> **Instructions to follow**
Format every line of the listing below as a numbered list, skipping any blank lines.
★ ★ ★ ★ ★ ★ ★
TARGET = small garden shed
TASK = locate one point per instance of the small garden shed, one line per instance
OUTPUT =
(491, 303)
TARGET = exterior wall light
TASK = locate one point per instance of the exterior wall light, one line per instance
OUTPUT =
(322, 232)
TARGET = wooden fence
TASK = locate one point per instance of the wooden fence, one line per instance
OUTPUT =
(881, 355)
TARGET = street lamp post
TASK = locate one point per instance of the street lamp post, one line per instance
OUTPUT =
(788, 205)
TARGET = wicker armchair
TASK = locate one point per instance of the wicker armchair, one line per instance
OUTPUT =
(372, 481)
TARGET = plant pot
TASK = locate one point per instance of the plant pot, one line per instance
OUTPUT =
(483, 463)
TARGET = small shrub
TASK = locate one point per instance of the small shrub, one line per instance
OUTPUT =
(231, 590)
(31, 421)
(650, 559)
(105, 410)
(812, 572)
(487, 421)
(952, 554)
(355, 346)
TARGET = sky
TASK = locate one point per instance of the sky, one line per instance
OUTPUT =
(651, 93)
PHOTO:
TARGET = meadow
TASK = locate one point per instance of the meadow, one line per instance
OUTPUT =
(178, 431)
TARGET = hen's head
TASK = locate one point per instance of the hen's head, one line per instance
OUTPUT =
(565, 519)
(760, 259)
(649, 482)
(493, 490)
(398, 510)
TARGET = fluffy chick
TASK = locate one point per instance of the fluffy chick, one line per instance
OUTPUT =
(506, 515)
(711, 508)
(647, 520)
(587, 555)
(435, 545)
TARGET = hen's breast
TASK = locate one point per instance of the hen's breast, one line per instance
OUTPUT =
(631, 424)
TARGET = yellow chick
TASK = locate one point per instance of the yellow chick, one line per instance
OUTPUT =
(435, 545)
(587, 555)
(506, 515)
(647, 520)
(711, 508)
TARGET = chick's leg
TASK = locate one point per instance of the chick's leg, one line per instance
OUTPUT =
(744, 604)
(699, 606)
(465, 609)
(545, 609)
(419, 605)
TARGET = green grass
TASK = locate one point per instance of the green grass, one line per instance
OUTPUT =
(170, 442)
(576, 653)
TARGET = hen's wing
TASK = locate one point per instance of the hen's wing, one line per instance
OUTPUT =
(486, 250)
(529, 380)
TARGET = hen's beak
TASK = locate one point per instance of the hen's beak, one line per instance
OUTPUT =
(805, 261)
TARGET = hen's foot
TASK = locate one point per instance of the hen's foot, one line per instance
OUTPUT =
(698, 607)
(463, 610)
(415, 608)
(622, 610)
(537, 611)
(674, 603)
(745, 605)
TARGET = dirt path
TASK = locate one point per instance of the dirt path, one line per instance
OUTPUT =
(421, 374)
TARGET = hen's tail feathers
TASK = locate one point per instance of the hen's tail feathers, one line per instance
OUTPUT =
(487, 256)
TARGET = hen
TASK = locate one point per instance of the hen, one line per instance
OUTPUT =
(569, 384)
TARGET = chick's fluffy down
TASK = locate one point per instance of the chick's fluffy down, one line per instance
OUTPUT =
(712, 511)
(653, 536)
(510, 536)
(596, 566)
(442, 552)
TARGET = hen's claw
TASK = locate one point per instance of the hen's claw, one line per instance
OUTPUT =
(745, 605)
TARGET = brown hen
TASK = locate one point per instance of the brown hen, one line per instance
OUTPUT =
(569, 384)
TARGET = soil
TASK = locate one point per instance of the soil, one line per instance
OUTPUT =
★ ★ ★ ★ ★ ★ ★
> **Result of this exercise**
1. TARGET = small garden shed
2. TASK = locate one point per instance of the small garden shed, one line per instance
3. OUTPUT =
4. (491, 303)
5. TARGET = exterior wall light
6. TASK = locate one point per instance of the exterior wall light, one line per instance
7. OUTPUT =
8. (322, 232)
9. TARGET = wooden fence
10. TASK = locate one point per instance of the wooden fence, one line per instance
11. OUTPUT =
12. (881, 355)
13. TARGET = street lamp post
14. TASK = locate one point per instance of the street lamp post, one line per instance
15. OUTPUT =
16. (788, 205)
17. TARGET = wicker armchair
18. TASK = locate one point per instance of the wicker armchair, one line per instance
19. OUTPUT =
20. (372, 481)
21. TARGET = plant pot
22. TASK = locate one point per instance of the plant pot, one line per instance
23. OUTPUT =
24. (483, 463)
25. TARGET = small shrub
26. TASK = locate one point per instance of the small shrub, one line per instance
27. OUTPUT =
28. (231, 590)
29. (31, 421)
30. (650, 559)
31. (105, 410)
32. (812, 572)
33. (487, 421)
34. (952, 554)
35. (355, 346)
36. TARGET = sky
37. TASK = locate one point per instance of the sky, one line per instance
38. OUTPUT =
39. (651, 93)
40. PHOTO:
41. TARGET = meadow
42. TASK = locate one point per instance of the meadow, one line per instance
43. OUTPUT =
44. (178, 431)
45. TARGET = hen's head
46. TASK = locate one point per instance of the hen's head, one line per instance
47. OUTPUT =
48. (565, 519)
49. (760, 259)
50. (649, 482)
51. (493, 490)
52. (398, 510)
53. TARGET = fluffy chick
54. TASK = locate one point per instance of the fluffy chick, one line per instance
55. OUTPUT =
56. (506, 515)
57. (711, 508)
58. (647, 520)
59. (587, 555)
60. (435, 545)
61. TARGET = hen's breast
62. TASK = locate one point per instance of the hen's breast, one line per instance
63. OUTPUT =
64. (631, 424)
65. TARGET = yellow chick
66. TASK = locate one point per instance of the yellow chick, one line per instance
67. OUTPUT =
68. (435, 545)
69. (587, 555)
70. (506, 515)
71. (647, 520)
72. (711, 508)
73. TARGET = chick's leg
74. TASK = locate one point per instance of the chick's leg, one line per instance
75. OUTPUT =
76. (744, 604)
77. (699, 606)
78. (465, 609)
79. (545, 609)
80. (419, 605)
81. TARGET = green grass
82. TASK = locate one point per instance of the green grass, one line per instance
83. OUTPUT =
84. (170, 442)
85. (576, 653)
86. TARGET = hen's wing
87. TASK = locate one point per instance of the hen's wing, one line per instance
88. OUTPUT =
89. (486, 250)
90. (529, 380)
91. TARGET = hen's beak
92. TASK = locate one point per instance of the hen's beak, one line per instance
93. OUTPUT =
94. (805, 261)
95. TARGET = hen's foot
96. TASK = locate one point per instance of the hen's foot, one line per instance
97. OUTPUT =
98. (698, 607)
99. (463, 610)
100. (415, 608)
101. (622, 610)
102. (537, 611)
103. (674, 603)
104. (745, 605)
105. TARGET = dirt path
106. TASK = locate one point per instance of the dirt path, one line per instance
107. OUTPUT =
108. (421, 374)
109. TARGET = hen's tail feathers
110. TASK = locate one point per instance of the hen's tail feathers, one line per instance
111. OUTPUT =
112. (487, 256)
113. TARGET = hen
114. TASK = locate one point per instance of the hen, one line per instance
115. OUTPUT =
116. (569, 384)
117. TARGET = chick's fluffy down
118. TASK = locate one point per instance of the chick's fluffy down, one line per instance
119. OUTPUT =
120. (712, 511)
121. (653, 536)
122. (510, 536)
123. (596, 566)
124. (442, 552)
125. TARGET = hen's claw
126. TASK = locate one point per instance of the hen's claw, one line per instance
127. OUTPUT =
128. (745, 605)
129. TARGET = brown hen
130. TASK = locate one point per instance of the brown hen, one line per instance
131. OUTPUT =
132. (569, 384)
133. TARGET = soil
134. TASK = locate one point per instance of the soil, one line per instance
135. OUTPUT =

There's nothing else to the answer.